=== TASK REQUIREMENTS ===
1 - In the reader comments, why was Darisa not with his cart and oxen?
2 - Using the reader comments, explain why Darisa tried to restore the animals he killed to their former beauty.
3 - In the reader comments, reproduce the passage starting at "Death and hunting" and ending at "up some animals.", replacing "predator" with "hunter" throughout.

In this chapter, even though A butcher and a taxidermist are similar in their professions, the workers in that profession are extremely different. Luka to me seems like a violent person, from the way he treats his wife, and his line of work. A butcher's job is to kill an animal, and make sure it is dead. Maybe this was a way for him to release his anger, and see something suffer the same way he did. On the other hand, Darissa is almost afraid of death whether it be to himself or for protecting his sister. Even though he hunts, once he has a kill, he makes it as beautiful as possible tries to restore it to its natural beauty. Darissa loved to take care of things, whether it be his sister, or his work. The way he does his job, he doesn't see it as killing, but to take something, and make it beautiful in his own eyes.

Anonymous said...

Darsia wasn't with his cart and oxen because he was out looking for the tiger's wife. I believe he left his oxen out to lure the tiger in so the tiger would be more interested to see the oxen rather than to go out and find the tiger's wife. I think Darisa tried to kill the tiger's wife and the narrator's grandfather because he wanted to finally end the towns fears of having the tiger around. Without the tiger's wife around, the tiger would have no need or want to come back to the town. By killing the tiger's wife and the narrators grandfather, he would eliminate them from being able to lure the tiger back to the tiger's wife's house and to also stop the tiger's wife from getting rid of all of Darisa's traps. Having them both gone allows him to set more traps and kill the tiger once and for all.

Anonymous said...

Death and hunting are related in that they are a struggle for existence. The predator hunts the pray to keep itself alive, while the prey keeps away from the predator to stay alive. People and animals alike have a instinct of self preservation, in order to postpone the inedible as long as they can. Also a butcher and a taxidermy are similar lines of work. They make use dead animals for either decoration or food. Both professions require the person to cut up some animals.

Anonymous said...

Taxidermy and the profession of the butcher are fairly closely related. In both professions, it is an art form dealing with dead animals. With taxidermy, the artisan is reconstructing the dead while butchers deconstruct the animal. Both professions require a lot of precision. With Darisa, he was afraid of death so he would try to restore the animals to their former beauty as a way to defeat death. In Luka’s case, he was forced into being a butcher from a young age and lost his motivation in music.
With hunting comes certain death for the prey. Hunting and death are closely linked as would looking at the sun and blindness (or at least eye problems). This means that by Darisa becoming a great hunter, he is the grim reaper of death. Hunters usually bring upon death to the hunted as do reapers; they come with death in hand.

Anonymous said...

I agree with Morgan on the relationship between hunting and death. Hunting results in the death of the hunted, but it also results in sustaining the life of the hunter. Also, I believe that Darisa tried to kill Luka's wife and Natalia's grandfather because they were trying to keep the tiger alive while he was trying to kill it. Maybe it was Darisa's frustration that led him to try to kill them, or maybe he thought it would eliminate some trouble of finding and killing the tiger. Either way, on his mission to kill, he ended up being the one who was killed.

[Recorded data]
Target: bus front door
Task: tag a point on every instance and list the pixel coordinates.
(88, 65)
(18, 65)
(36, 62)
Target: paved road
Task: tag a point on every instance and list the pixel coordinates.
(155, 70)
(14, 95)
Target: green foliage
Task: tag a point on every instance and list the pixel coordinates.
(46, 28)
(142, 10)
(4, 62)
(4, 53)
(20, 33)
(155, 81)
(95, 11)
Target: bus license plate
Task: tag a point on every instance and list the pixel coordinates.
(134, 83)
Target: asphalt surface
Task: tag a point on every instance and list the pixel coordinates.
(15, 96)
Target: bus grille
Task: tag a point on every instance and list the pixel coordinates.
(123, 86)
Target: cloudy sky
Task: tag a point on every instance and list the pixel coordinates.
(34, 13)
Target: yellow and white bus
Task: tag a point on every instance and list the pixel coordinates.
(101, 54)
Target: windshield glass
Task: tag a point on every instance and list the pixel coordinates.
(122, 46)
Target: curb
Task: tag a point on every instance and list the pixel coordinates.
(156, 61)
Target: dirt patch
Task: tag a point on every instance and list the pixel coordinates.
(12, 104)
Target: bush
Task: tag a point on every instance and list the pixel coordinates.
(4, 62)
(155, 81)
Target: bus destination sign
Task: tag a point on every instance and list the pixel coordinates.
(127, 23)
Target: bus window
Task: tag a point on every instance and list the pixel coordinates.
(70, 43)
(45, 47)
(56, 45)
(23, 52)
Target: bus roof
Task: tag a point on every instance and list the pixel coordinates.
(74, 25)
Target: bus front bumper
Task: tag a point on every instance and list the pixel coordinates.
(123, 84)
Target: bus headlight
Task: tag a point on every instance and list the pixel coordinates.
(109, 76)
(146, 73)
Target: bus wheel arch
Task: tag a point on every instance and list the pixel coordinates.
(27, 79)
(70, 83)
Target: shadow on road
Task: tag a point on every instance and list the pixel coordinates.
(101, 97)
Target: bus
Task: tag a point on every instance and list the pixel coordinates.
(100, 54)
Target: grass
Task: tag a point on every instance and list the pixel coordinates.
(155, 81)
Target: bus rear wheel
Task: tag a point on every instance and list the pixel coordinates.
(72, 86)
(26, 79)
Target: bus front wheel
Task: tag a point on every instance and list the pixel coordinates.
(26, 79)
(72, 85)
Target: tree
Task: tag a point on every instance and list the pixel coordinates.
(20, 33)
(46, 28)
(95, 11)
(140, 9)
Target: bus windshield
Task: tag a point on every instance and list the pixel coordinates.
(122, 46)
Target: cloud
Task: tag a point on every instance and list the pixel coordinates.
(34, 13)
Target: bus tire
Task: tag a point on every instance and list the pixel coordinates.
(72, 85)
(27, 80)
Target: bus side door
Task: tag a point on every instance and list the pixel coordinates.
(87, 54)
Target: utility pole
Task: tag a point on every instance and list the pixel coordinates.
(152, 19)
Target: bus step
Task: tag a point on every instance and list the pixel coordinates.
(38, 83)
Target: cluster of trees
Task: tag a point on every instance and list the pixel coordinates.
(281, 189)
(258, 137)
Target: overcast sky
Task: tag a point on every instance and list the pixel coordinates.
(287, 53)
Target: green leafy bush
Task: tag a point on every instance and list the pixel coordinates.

=== FULL SOLUTIONS ===
1 - He was out looking for the tiger's wife.

2 - Darisa was afraid of death, so restoring the animals to their former beauty was his way to defeat death. He also loved to take care of things, and he saw his work not as killing but as taking something and making it beautiful in his own eyes.

3 -
Death and hunting are related in that they are a struggle for existence. The hunter hunts the pray to keep itself alive, while the prey keeps away from the hunter to stay alive. People and animals alike have a instinct of self preservation, in order to postpone the inedible as long as they can. Also a butcher and a taxidermy are similar lines of work. They make use dead animals for either decoration or food. Both professions require the person to cut up some animals.